*OBJECTIVE*
Extract every line from the items below that contains the string "tower", treating uppercase and lowercase as different.

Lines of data

☆ ☆ ☆ ☆ ☆ ☆ ☆

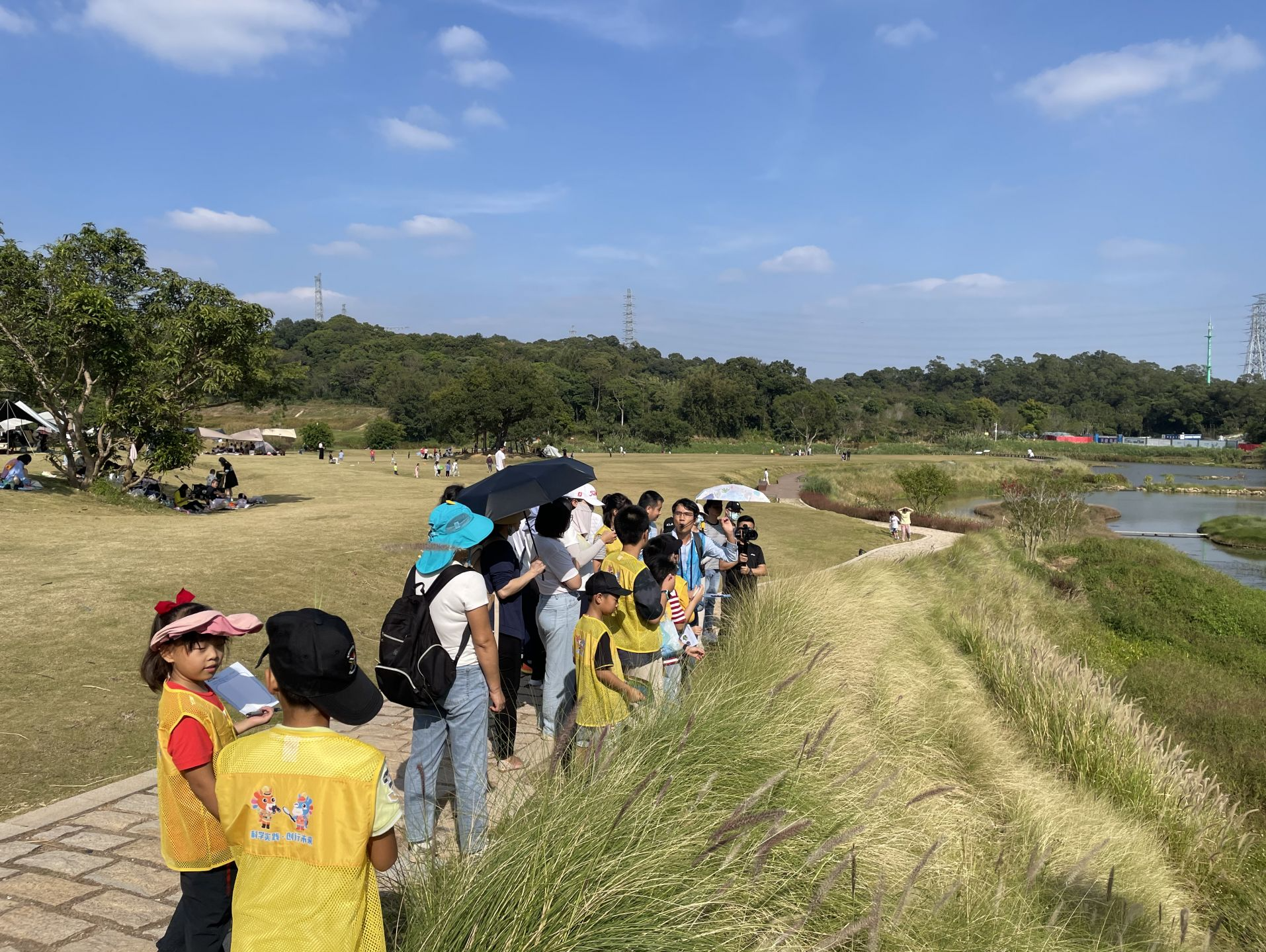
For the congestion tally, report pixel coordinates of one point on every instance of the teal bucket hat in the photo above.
(452, 527)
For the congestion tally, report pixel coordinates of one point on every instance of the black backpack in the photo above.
(414, 669)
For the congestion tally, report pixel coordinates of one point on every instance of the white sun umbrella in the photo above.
(732, 493)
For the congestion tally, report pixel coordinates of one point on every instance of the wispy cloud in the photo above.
(13, 22)
(199, 220)
(208, 36)
(907, 34)
(1136, 249)
(497, 203)
(607, 252)
(804, 260)
(483, 117)
(1191, 70)
(398, 132)
(341, 249)
(624, 22)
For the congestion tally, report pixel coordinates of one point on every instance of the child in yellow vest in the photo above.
(187, 647)
(309, 813)
(603, 697)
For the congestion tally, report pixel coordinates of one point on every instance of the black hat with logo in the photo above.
(313, 656)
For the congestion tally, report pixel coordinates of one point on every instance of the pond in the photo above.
(1179, 512)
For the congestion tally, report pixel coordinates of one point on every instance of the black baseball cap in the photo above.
(604, 584)
(313, 656)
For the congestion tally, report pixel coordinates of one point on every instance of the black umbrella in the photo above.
(518, 488)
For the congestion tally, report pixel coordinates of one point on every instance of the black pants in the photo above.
(504, 726)
(204, 912)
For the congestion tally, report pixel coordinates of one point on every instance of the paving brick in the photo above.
(50, 890)
(12, 851)
(109, 941)
(113, 820)
(136, 878)
(145, 804)
(123, 908)
(93, 840)
(63, 863)
(29, 923)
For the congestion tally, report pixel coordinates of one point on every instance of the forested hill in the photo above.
(442, 386)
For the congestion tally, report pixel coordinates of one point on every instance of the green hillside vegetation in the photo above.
(1237, 531)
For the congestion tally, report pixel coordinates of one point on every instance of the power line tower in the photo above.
(1255, 352)
(630, 328)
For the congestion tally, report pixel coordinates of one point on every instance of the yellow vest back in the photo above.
(191, 840)
(597, 704)
(628, 630)
(298, 808)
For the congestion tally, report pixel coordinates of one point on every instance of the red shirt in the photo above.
(189, 745)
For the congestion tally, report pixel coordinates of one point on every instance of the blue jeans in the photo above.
(556, 619)
(462, 726)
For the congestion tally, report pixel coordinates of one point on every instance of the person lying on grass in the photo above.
(603, 697)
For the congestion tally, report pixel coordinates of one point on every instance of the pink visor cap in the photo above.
(209, 622)
(587, 494)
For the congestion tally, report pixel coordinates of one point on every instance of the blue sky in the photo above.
(843, 183)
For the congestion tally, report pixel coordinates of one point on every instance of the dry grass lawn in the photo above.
(83, 576)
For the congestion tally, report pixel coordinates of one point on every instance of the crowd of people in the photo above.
(588, 598)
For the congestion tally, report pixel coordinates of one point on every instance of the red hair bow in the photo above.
(184, 598)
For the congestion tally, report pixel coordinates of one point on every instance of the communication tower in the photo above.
(630, 328)
(1255, 351)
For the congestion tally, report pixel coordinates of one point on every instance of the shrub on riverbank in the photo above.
(1237, 531)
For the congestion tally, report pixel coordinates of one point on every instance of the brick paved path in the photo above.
(85, 875)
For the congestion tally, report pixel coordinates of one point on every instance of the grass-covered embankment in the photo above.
(1237, 531)
(846, 765)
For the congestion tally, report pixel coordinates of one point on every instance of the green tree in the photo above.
(382, 435)
(316, 432)
(119, 353)
(804, 415)
(665, 429)
(925, 485)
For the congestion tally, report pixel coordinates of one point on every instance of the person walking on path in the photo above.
(457, 601)
(906, 513)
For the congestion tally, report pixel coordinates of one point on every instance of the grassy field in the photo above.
(85, 574)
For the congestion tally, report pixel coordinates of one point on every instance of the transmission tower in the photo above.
(630, 329)
(1255, 352)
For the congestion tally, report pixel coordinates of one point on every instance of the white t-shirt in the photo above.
(448, 611)
(560, 566)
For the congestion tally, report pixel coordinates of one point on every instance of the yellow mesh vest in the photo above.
(597, 704)
(298, 808)
(628, 630)
(191, 838)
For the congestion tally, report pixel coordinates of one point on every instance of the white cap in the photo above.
(588, 494)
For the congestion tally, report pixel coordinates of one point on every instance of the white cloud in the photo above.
(371, 232)
(907, 34)
(483, 117)
(978, 284)
(461, 42)
(482, 73)
(398, 132)
(339, 249)
(623, 22)
(431, 227)
(504, 203)
(200, 220)
(218, 36)
(607, 252)
(804, 259)
(1134, 249)
(1192, 70)
(13, 22)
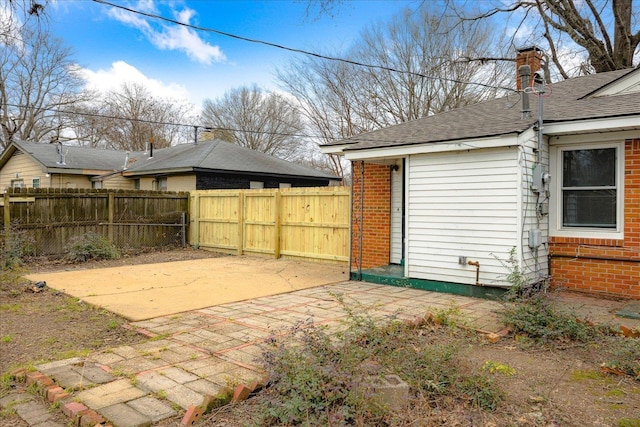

☆ ☆ ☆ ☆ ☆ ☆ ☆

*TASK OUTPUT*
For the congestion tally, report pixel coordinates of one point on every instance of the power line tower in the photo above.
For the congestion tally, report pixel coordinates of one point on every instance of the communication tower in the photo above.
For the congestion tally, report pixel coordinates of one point on every instance of the transmission tower in the photo above.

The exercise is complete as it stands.